What the exercise asks:
Write every record out again exactly as given.

Given entries:

=== Section Start ===

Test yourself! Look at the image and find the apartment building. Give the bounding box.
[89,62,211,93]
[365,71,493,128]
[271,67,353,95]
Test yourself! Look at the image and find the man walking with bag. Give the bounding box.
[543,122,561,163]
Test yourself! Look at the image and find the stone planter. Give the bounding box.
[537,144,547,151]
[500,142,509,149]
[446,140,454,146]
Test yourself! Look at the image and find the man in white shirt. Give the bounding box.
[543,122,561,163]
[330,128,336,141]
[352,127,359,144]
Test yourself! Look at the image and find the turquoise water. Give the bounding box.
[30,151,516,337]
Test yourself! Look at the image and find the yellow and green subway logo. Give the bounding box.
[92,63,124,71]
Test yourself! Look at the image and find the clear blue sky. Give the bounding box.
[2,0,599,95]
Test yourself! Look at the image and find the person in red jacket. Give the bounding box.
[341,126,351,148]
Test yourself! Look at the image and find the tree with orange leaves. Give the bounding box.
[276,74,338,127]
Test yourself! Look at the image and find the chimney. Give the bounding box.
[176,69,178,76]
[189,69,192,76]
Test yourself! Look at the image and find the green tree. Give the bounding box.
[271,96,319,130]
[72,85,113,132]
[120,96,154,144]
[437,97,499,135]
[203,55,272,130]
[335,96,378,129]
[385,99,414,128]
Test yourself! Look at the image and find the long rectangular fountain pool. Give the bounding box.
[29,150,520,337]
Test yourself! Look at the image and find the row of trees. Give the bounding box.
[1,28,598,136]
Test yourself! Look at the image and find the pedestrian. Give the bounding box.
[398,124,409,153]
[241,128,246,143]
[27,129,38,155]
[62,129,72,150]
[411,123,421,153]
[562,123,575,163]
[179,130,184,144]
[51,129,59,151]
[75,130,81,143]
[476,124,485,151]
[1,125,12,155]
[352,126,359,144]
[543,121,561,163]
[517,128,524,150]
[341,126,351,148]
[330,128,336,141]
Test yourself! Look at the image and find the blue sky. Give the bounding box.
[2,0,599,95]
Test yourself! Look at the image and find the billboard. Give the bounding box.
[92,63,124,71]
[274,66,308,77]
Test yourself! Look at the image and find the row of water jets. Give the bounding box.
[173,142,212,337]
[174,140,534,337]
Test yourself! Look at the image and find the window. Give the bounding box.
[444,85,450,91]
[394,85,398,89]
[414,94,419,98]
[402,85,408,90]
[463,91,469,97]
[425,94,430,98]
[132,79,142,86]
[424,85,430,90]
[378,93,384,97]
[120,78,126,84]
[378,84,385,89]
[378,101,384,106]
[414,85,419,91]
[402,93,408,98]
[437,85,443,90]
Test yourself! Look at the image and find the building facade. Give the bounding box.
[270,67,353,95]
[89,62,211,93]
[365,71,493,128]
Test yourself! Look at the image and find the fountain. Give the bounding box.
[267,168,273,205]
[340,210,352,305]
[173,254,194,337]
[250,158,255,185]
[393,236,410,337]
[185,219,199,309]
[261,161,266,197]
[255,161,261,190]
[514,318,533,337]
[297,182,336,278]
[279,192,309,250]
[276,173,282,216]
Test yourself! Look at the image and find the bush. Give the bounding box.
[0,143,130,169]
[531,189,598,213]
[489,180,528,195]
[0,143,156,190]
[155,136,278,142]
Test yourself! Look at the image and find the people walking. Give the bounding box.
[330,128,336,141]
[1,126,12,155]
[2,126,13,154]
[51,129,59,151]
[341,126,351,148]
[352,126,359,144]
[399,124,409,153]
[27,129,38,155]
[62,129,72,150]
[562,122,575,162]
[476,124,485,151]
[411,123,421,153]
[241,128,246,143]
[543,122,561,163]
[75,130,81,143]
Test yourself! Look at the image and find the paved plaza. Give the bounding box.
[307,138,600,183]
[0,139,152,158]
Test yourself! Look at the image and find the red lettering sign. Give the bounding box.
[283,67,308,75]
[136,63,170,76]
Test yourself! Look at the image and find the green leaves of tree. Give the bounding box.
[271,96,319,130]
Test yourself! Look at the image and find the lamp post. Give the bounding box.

=== Section End ===

Solved problem:
Test yourself! Look at the image and find the apartment building. Give the bounding box.
[89,62,211,93]
[365,71,493,128]
[271,67,353,95]
Test yourself! Look at the image and find the man walking with bag. Give the bounding box.
[543,122,561,163]
Test yourself! Look at the image and find the stone planter. Give the bounding box.
[537,144,547,151]
[500,142,509,149]
[446,140,454,146]
Test yourself! Look at the image and find the man in white shirt. Give the bounding box.
[543,122,561,163]
[330,128,336,141]
[352,127,359,144]
Test yourself! Look at the image and find the turquoise water. Give the bounding box.
[30,151,516,337]
Test yourself! Look at the image and find the yellow and green subway logo. Give the bounding box.
[92,63,124,71]
Test yourself! Look at the image and find the clear blue sky. Give the bounding box.
[2,0,599,95]
Test yourself! Look at the image and find the person in red jacket. Give the bounding box.
[341,126,351,148]
Test yourself! Look at the image and find the tree with orange leaves. Give the bounding box.
[276,74,338,127]
Test yourself! Look at the image and find the chimney. Give the bounding box.
[176,69,178,76]
[189,69,192,76]
Test yourself! Look at the image and find the green tree. Give the bounding box.
[271,96,319,130]
[72,85,113,132]
[120,96,154,144]
[437,97,499,135]
[203,55,272,130]
[335,96,378,129]
[385,99,414,128]
Test yourself! Look at the image and find the long rectangular fountain pool. Give the bounding box.
[29,150,520,337]
Test yourself! Look at the image and find the row of trees. Give the bounding box.
[1,28,598,136]
Test yourself! Look at the image and find the pedestrian. Give the bounding box.
[398,124,409,153]
[241,128,246,143]
[27,129,38,155]
[62,129,72,150]
[411,123,421,153]
[562,123,575,163]
[179,130,184,144]
[51,129,59,151]
[75,130,81,143]
[476,124,485,151]
[1,125,12,155]
[352,126,359,144]
[543,121,561,163]
[517,128,524,150]
[341,126,351,148]
[330,128,336,141]
Test yourself! Look at the image and find the blue sky. Give the bounding box.
[2,0,599,95]
Test yourself! Look at the image and find the billboard. Give the bounding box.
[92,63,124,71]
[274,66,308,77]
Test yourself! Look at the image and find the row of water jets. Give the bounding box.
[173,142,212,337]
[174,140,534,337]
Test yourself! Look at the image and find the window. Give the bounding box.
[444,85,450,91]
[394,85,398,89]
[414,94,419,98]
[402,85,408,90]
[463,91,469,97]
[425,94,430,98]
[132,79,142,86]
[424,85,430,90]
[378,93,384,97]
[120,78,126,84]
[378,84,385,89]
[378,101,384,106]
[414,85,419,91]
[402,93,408,98]
[437,85,443,90]
Test yourself! Look at the image and find the building facade. Give the bounding box.
[270,67,353,95]
[89,62,211,93]
[365,71,493,128]
Test yourself! Look at the image and find the fountain. Give the bounding box.
[267,168,273,205]
[340,210,352,305]
[173,254,194,337]
[250,158,255,185]
[393,236,410,337]
[185,219,199,309]
[261,161,266,197]
[255,161,261,190]
[514,318,533,337]
[297,182,336,278]
[279,192,309,250]
[276,173,282,216]
Test yourself! Look at the image and find the bush. Give the bounding box.
[0,143,130,169]
[531,189,598,213]
[489,180,528,195]
[0,143,156,190]
[155,136,278,142]
Test yourself! Look at the image and find the people walking. Give the bounding box.
[330,128,336,141]
[1,126,12,155]
[2,126,13,154]
[51,129,59,151]
[341,126,351,148]
[352,126,359,144]
[399,124,409,153]
[27,129,38,155]
[62,129,72,150]
[562,122,575,162]
[476,124,485,151]
[411,123,421,153]
[241,128,246,143]
[543,122,561,163]
[75,130,81,143]
Test yourself! Look at the image and find the paved plaza. Give the bounding box.
[307,138,600,183]
[0,139,152,158]
Test yourself! Look at the image and find the red lettering sign. Give the bounding box.
[283,67,308,75]
[136,63,170,76]
Test yourself! Look at the image and find the green leaves of tree. Give the bounding box.
[271,96,319,130]
Test yourself! Look at the image and find the lamp post. Give the bounding box.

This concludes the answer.